The listing should be printed again without a single change.
*** MATERIAL FOR THE TASK Section Begins ***
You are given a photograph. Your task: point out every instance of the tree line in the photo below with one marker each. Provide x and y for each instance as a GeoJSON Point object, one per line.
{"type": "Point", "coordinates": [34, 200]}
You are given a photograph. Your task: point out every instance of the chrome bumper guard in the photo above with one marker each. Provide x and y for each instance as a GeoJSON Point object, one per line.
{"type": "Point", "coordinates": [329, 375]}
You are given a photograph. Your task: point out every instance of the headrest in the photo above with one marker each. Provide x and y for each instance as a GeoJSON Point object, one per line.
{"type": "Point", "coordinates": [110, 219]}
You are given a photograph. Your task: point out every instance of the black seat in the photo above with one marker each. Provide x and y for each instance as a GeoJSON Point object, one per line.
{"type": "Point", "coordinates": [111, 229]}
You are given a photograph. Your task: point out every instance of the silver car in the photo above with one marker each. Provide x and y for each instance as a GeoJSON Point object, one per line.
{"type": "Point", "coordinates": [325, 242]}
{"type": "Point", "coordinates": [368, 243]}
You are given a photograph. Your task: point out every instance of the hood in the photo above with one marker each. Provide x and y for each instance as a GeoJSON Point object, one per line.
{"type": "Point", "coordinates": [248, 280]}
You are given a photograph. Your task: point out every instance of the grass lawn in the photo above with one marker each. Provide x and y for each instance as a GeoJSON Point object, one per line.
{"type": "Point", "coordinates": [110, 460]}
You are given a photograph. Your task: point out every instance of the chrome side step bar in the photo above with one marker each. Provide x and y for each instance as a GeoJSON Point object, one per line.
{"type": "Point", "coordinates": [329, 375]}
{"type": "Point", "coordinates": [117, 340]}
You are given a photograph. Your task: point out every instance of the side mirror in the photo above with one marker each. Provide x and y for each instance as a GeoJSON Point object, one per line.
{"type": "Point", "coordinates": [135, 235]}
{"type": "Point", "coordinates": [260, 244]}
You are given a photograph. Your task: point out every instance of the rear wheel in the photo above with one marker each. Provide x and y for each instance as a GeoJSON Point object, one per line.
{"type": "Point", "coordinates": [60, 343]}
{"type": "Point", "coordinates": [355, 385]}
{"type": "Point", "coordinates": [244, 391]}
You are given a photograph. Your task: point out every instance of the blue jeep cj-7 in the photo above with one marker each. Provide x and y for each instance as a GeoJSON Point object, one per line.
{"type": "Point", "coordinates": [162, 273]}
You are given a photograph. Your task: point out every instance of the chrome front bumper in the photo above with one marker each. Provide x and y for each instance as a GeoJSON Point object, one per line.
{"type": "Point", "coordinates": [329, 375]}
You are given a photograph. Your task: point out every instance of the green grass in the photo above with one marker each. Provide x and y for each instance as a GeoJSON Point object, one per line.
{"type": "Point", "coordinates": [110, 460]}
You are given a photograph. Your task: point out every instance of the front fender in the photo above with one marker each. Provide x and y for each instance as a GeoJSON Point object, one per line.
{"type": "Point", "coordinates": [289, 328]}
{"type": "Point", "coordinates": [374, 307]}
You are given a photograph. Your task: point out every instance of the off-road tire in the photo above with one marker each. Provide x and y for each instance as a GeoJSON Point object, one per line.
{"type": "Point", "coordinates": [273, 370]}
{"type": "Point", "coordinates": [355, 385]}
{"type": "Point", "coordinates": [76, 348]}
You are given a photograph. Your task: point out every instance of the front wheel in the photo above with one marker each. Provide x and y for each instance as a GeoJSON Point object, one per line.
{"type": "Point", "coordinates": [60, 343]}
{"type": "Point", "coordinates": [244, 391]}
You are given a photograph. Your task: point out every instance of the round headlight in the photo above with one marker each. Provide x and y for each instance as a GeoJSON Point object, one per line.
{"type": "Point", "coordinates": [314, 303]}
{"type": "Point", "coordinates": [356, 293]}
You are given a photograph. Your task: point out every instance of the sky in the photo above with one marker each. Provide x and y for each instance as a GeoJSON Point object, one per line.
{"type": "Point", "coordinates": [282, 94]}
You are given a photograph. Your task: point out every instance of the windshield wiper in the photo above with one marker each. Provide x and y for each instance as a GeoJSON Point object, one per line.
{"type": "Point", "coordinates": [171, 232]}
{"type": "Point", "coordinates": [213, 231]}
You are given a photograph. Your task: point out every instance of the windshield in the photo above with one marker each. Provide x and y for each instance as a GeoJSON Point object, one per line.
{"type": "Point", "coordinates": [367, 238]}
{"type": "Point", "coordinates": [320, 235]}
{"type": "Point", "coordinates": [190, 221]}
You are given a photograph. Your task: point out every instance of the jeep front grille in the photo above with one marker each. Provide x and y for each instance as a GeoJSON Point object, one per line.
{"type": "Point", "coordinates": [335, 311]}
*** MATERIAL FOR THE TASK Section Ends ***
- _ANSWER TO THIS TASK_
You are given a photograph. Your task: point out every instance of the tree line in the photo below with one marker each. Provide x and y for each instance as a GeoJSON Point object, one per line.
{"type": "Point", "coordinates": [34, 200]}
You are given a photograph. Your task: point out every instance of the chrome bumper guard in the photo above with one marker each. Provide x and y for each instance as a GeoJSON Point object, one per line.
{"type": "Point", "coordinates": [329, 375]}
You are given a photograph. Your task: point out every instance of the headrest in the photo above with one marker each. Provide x and y for each instance as a GeoJSON Point object, one per line.
{"type": "Point", "coordinates": [110, 219]}
You are given a photograph. Your task: point out every instance of the black seat in the photo above with one marker each. Provide x and y for each instance as a GeoJSON Point object, one per line.
{"type": "Point", "coordinates": [111, 229]}
You are given a photograph. Your task: point out every instance of the silver car in the photo above with one marker each. Provide x and y for each instance as a GeoJSON Point object, one per line.
{"type": "Point", "coordinates": [325, 242]}
{"type": "Point", "coordinates": [368, 243]}
You are given a photograph. Your task: point out every instance of the hood in the photo above with one marker each. Provide x and y for each instance as a GeoJSON Point object, one per line.
{"type": "Point", "coordinates": [248, 280]}
You are given a photograph. Your task: point out every instance of the grass lawn in the photo above with one marker each. Provide x and y for each instance as a GeoJSON Point object, one per line.
{"type": "Point", "coordinates": [110, 460]}
You are given a photograph. Your task: point out every instance of the chrome side step bar in the photo above with one marker each. Provide x and y for each instance as a GeoJSON Point object, one per line.
{"type": "Point", "coordinates": [329, 375]}
{"type": "Point", "coordinates": [117, 340]}
You are given a photograph. Your task: point out every instance of the side mirror in the photo above with one marker each. Provide x and y for each instance as a GeoJSON Point object, one per line.
{"type": "Point", "coordinates": [135, 235]}
{"type": "Point", "coordinates": [260, 244]}
You are given a photograph. Your task: point out every instance of the rear wheel in the photo above with one marker each. Provide x and y for each instance as a GeoJSON Point object, one per line.
{"type": "Point", "coordinates": [60, 343]}
{"type": "Point", "coordinates": [355, 385]}
{"type": "Point", "coordinates": [244, 391]}
You are given a photograph. Your task: point out every instance of the blue jeep cj-7 in the photo above with one marker each. Provide x and y for each instance as a GeoJSON Point object, one per line.
{"type": "Point", "coordinates": [162, 273]}
You are given a photograph. Your task: point out every instance of the chrome front bumper in the photo above with one marker each. Provide x and y for each instance as a GeoJSON Point object, one per line.
{"type": "Point", "coordinates": [329, 375]}
You are given a photograph. Your task: point out every instance of the green grass in the photo above with one marker each. Provide x and y for each instance as a GeoJSON Point object, one per line.
{"type": "Point", "coordinates": [110, 460]}
You are given a photograph. Your task: point out every instance of the front fender in the photo above with one marker each. Provide x and y for each instance as a GeoJSON Point object, one per line.
{"type": "Point", "coordinates": [289, 328]}
{"type": "Point", "coordinates": [374, 307]}
You are given a photograph. Your task: point out every instance of the off-road tire in the photo above with one marker each. Provide x and y for each instance as a GeoJSON Point object, one per line.
{"type": "Point", "coordinates": [273, 370]}
{"type": "Point", "coordinates": [355, 385]}
{"type": "Point", "coordinates": [76, 348]}
You are given a photograph. Your task: point out every instance of the front wheel in the photo above with one marker each. Provide x and y for each instance as a GeoJSON Point object, one per line.
{"type": "Point", "coordinates": [60, 343]}
{"type": "Point", "coordinates": [244, 391]}
You are given a photograph. Your task: point out every instance of the round headlight in the photo above with one marker each. Provide x and y for each instance as a GeoJSON Point object, one per line.
{"type": "Point", "coordinates": [314, 303]}
{"type": "Point", "coordinates": [356, 293]}
You are given a photograph. Your task: point out every instance of the sky in the photo above with one marker each. Provide x and y for each instance as a GeoJSON Point object, one per line.
{"type": "Point", "coordinates": [282, 94]}
You are given a photograph. Your task: point out every instance of the windshield wiper in the photo above with one marker each. Provide x and y for each instance as a GeoJSON Point object, one per line.
{"type": "Point", "coordinates": [171, 232]}
{"type": "Point", "coordinates": [213, 231]}
You are given a photograph. Your task: point out every instance of the windshield in the photo above with one marker each. Provide x and y for each instance as a GeoJSON Point object, one per line.
{"type": "Point", "coordinates": [367, 238]}
{"type": "Point", "coordinates": [320, 235]}
{"type": "Point", "coordinates": [190, 221]}
You are given a photograph. Your task: point out every instance of the jeep front grille in the photo above with one marker each. Provide x and y for each instance as a GeoJSON Point object, one per line.
{"type": "Point", "coordinates": [335, 311]}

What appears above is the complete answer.